### Exercise aim
Exclude all pictures, then copy each of the records exactly as written.
— START Data extract —
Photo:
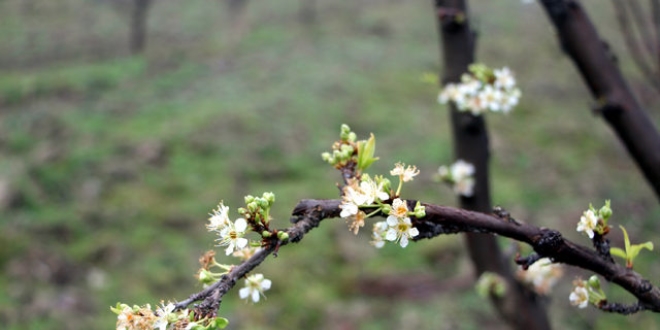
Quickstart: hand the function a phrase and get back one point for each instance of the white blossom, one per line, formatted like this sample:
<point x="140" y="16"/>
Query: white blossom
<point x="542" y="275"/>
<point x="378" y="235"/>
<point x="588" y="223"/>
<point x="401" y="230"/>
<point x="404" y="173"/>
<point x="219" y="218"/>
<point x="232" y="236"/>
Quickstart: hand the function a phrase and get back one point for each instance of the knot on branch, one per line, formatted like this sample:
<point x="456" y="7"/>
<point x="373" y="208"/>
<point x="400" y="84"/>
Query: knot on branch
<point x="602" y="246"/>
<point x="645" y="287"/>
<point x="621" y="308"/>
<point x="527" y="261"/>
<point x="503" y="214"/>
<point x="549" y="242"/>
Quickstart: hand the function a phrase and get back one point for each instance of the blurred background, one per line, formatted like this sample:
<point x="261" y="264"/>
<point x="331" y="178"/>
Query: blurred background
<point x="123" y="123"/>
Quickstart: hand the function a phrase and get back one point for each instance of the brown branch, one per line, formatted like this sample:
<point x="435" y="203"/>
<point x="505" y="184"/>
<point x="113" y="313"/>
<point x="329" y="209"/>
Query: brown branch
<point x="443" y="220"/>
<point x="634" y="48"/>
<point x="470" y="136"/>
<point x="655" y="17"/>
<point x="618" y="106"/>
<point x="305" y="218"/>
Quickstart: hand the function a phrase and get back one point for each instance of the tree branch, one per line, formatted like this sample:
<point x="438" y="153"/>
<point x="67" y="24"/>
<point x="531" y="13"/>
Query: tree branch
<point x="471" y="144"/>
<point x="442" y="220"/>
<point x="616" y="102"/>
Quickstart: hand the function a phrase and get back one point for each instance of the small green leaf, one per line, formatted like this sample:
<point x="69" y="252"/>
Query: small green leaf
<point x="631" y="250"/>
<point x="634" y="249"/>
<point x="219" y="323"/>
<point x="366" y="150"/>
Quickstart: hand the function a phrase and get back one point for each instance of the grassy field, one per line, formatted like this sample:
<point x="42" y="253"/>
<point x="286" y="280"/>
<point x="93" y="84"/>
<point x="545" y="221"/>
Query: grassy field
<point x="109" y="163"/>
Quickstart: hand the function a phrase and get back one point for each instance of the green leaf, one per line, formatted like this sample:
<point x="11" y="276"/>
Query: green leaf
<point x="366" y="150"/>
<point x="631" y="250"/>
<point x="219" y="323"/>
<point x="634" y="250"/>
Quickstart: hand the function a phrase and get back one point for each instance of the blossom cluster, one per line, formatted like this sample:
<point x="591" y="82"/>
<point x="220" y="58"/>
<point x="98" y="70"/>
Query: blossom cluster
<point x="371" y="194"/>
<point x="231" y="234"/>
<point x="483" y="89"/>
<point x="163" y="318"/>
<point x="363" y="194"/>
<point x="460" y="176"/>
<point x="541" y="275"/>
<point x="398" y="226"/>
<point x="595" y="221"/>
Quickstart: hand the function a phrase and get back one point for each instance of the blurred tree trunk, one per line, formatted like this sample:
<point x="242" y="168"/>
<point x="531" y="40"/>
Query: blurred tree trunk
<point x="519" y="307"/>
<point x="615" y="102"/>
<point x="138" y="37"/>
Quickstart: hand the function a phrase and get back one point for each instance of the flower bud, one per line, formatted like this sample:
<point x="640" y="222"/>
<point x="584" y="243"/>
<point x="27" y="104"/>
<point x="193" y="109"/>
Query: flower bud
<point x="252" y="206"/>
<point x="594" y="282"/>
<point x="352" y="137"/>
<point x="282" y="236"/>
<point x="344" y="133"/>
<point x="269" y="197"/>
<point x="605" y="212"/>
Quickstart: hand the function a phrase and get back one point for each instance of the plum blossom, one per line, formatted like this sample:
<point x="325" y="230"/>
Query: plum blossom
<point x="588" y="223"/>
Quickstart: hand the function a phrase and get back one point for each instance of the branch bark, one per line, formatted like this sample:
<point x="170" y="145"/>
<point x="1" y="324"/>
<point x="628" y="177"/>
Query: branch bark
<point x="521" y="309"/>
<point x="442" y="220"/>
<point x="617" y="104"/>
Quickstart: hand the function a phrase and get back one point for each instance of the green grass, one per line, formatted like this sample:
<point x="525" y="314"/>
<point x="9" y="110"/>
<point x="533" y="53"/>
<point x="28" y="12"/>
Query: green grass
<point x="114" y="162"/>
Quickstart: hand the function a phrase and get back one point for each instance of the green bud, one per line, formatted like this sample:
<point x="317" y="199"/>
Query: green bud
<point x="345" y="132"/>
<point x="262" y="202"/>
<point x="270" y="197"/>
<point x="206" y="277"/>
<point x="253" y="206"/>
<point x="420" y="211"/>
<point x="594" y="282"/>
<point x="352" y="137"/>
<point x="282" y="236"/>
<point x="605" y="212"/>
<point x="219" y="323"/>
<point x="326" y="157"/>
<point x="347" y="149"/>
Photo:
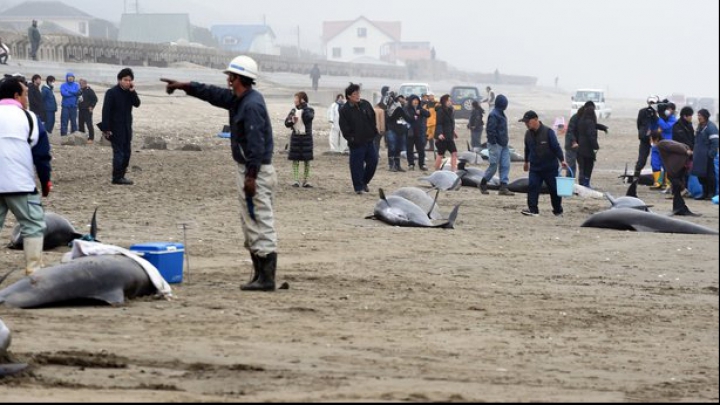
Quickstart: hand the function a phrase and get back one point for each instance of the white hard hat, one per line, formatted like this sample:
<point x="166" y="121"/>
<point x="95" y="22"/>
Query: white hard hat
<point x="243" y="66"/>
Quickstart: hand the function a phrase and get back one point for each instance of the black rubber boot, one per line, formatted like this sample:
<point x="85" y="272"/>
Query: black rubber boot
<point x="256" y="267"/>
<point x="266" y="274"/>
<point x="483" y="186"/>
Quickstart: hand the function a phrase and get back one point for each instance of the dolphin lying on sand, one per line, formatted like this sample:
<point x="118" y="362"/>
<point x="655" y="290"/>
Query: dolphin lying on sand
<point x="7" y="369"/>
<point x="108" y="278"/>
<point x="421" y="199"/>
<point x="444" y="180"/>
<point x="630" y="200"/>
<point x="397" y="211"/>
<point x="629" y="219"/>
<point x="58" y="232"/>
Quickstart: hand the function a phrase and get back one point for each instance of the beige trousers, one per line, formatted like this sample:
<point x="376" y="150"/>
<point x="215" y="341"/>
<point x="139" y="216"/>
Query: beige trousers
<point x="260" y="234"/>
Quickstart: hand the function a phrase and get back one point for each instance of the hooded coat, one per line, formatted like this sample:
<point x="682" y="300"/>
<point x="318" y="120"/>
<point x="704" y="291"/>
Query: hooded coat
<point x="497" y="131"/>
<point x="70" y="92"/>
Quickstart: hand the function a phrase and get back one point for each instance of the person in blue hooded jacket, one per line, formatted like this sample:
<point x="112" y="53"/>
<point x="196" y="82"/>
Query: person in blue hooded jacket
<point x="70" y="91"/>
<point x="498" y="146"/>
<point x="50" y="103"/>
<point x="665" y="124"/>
— END Data extract —
### Reply
Photo:
Quickstart: hand the function a phrase and get back one point for each instance of the white blossom, one per line, formatted like this sample:
<point x="140" y="16"/>
Query: white blossom
<point x="542" y="275"/>
<point x="378" y="235"/>
<point x="588" y="223"/>
<point x="401" y="230"/>
<point x="404" y="173"/>
<point x="219" y="218"/>
<point x="232" y="236"/>
Quickstart: hand the function a phrase and get back one point for each instance of the knot on branch, one per line, formatted like this sample:
<point x="456" y="7"/>
<point x="373" y="208"/>
<point x="400" y="84"/>
Query: knot on branch
<point x="602" y="246"/>
<point x="645" y="287"/>
<point x="621" y="308"/>
<point x="527" y="261"/>
<point x="503" y="214"/>
<point x="549" y="242"/>
Quickstart: hand the function a phrase and get back one point for each instance of the blurred background, one per line, formatted like this sample:
<point x="261" y="264"/>
<point x="331" y="178"/>
Query: blurred background
<point x="123" y="123"/>
Quickstart: hand the function a phrase and get back one point for each instance of the brown branch, one per line, formatted like this sample:
<point x="435" y="203"/>
<point x="505" y="184"/>
<point x="113" y="313"/>
<point x="329" y="209"/>
Query: brown branch
<point x="443" y="220"/>
<point x="634" y="48"/>
<point x="470" y="136"/>
<point x="655" y="17"/>
<point x="618" y="106"/>
<point x="305" y="218"/>
Quickstart: hand the function a phrase and get back one point for each instance of the tree branch, one per line, formatted like this sample:
<point x="438" y="153"/>
<point x="67" y="24"/>
<point x="531" y="13"/>
Query: tree branch
<point x="471" y="144"/>
<point x="442" y="220"/>
<point x="616" y="102"/>
Quickstart: hand the function a phrase and get back one point for each instance of the small green leaf, one per line, formatted like this sample:
<point x="69" y="252"/>
Query: small green leaf
<point x="631" y="250"/>
<point x="634" y="249"/>
<point x="219" y="323"/>
<point x="366" y="150"/>
Quickstart: hand the function a phrase and get back one point for each instance of the grassy field, one per line, formatted like this sample:
<point x="42" y="253"/>
<point x="286" y="280"/>
<point x="93" y="84"/>
<point x="545" y="221"/>
Query: grassy field
<point x="109" y="163"/>
Quickstart: hand the function a phrase and get back one point for each instance of the green leaf, one per line, formatted like this sample:
<point x="11" y="276"/>
Query: green leaf
<point x="366" y="150"/>
<point x="631" y="250"/>
<point x="219" y="323"/>
<point x="634" y="250"/>
Quickstart: hand the function a phrase and get back one point for each instance of the blossom cluster, one per line, formatted like this sample:
<point x="591" y="82"/>
<point x="220" y="58"/>
<point x="98" y="70"/>
Query: blossom cluster
<point x="371" y="194"/>
<point x="231" y="234"/>
<point x="483" y="89"/>
<point x="163" y="318"/>
<point x="363" y="194"/>
<point x="460" y="176"/>
<point x="541" y="275"/>
<point x="398" y="226"/>
<point x="595" y="221"/>
Quickstart: hand the function a phrase and get back one point for each instance of the blurred tree trunk, one per line, formatted like this sample:
<point x="242" y="168"/>
<point x="531" y="40"/>
Query: blurred tree trunk
<point x="519" y="307"/>
<point x="615" y="102"/>
<point x="138" y="37"/>
Quickstart: hand the function a phrase and get back one point for each instance of the flower bud, one per line, formatted like this sample:
<point x="640" y="222"/>
<point x="584" y="243"/>
<point x="27" y="104"/>
<point x="193" y="109"/>
Query: flower bud
<point x="252" y="206"/>
<point x="594" y="282"/>
<point x="352" y="137"/>
<point x="282" y="236"/>
<point x="344" y="133"/>
<point x="269" y="197"/>
<point x="605" y="212"/>
Quickstart: hand the function a phrase and get back one point for each instance of the plum blossom, one per line, formatted like this sample:
<point x="325" y="230"/>
Query: plum blossom
<point x="588" y="223"/>
Quickstart: hand the function a phrase and get back one point for each instance of the branch bark, one per line, formatted like this sample:
<point x="170" y="145"/>
<point x="1" y="324"/>
<point x="628" y="177"/>
Query: branch bark
<point x="521" y="309"/>
<point x="442" y="220"/>
<point x="617" y="104"/>
Quickstart: hand the function a phrase and get back one point for each instance of the green grass, one per line, formatted like this sample:
<point x="525" y="314"/>
<point x="9" y="110"/>
<point x="533" y="53"/>
<point x="28" y="12"/>
Query: green grass
<point x="114" y="162"/>
Quickstart: hand the function a phrase and get back one point for each instance of the green bud, one per line, formatted like this sample:
<point x="317" y="199"/>
Query: green bud
<point x="345" y="132"/>
<point x="262" y="202"/>
<point x="270" y="197"/>
<point x="206" y="277"/>
<point x="253" y="206"/>
<point x="420" y="211"/>
<point x="594" y="282"/>
<point x="352" y="137"/>
<point x="282" y="236"/>
<point x="605" y="212"/>
<point x="219" y="323"/>
<point x="326" y="157"/>
<point x="347" y="149"/>
Photo:
Quickstart: hand the function a phrase and get back one point for each instance of the white hard hat, one per line, formatted like this sample:
<point x="166" y="121"/>
<point x="95" y="22"/>
Query: white hard hat
<point x="243" y="66"/>
Quickstart: hand the function a phrase and get back one point for each instance of the black rubber boot, one per line, formatted like this sample:
<point x="85" y="272"/>
Query: black rubber boot
<point x="256" y="267"/>
<point x="266" y="274"/>
<point x="483" y="186"/>
Quickstart: hand the function a phrase and get back one point for each instance of the dolphin lying on sand, one per line, formatted like this sample:
<point x="118" y="362"/>
<point x="655" y="290"/>
Query: dolphin lying on sand
<point x="7" y="369"/>
<point x="108" y="278"/>
<point x="421" y="199"/>
<point x="444" y="180"/>
<point x="630" y="200"/>
<point x="397" y="211"/>
<point x="629" y="219"/>
<point x="58" y="232"/>
Quickstart: hand the function a phrase and get back one point for each instance of the beige trousers, one per line, formatted like this sample:
<point x="376" y="150"/>
<point x="215" y="341"/>
<point x="139" y="216"/>
Query: beige trousers
<point x="260" y="234"/>
Quickstart: hand the function a phrase and get back one point for each instance of the hooded coat, one per line, formatted like this sample:
<point x="682" y="300"/>
<point x="318" y="120"/>
<point x="704" y="291"/>
Query: hooded coat
<point x="497" y="131"/>
<point x="70" y="92"/>
Quickstart: hand the function a phrase and get back one point for each instance of the person in blue hooded jacket, one per line, formatted like this sample:
<point x="112" y="53"/>
<point x="196" y="82"/>
Query: person in blue hooded jacket
<point x="70" y="91"/>
<point x="498" y="146"/>
<point x="50" y="103"/>
<point x="665" y="124"/>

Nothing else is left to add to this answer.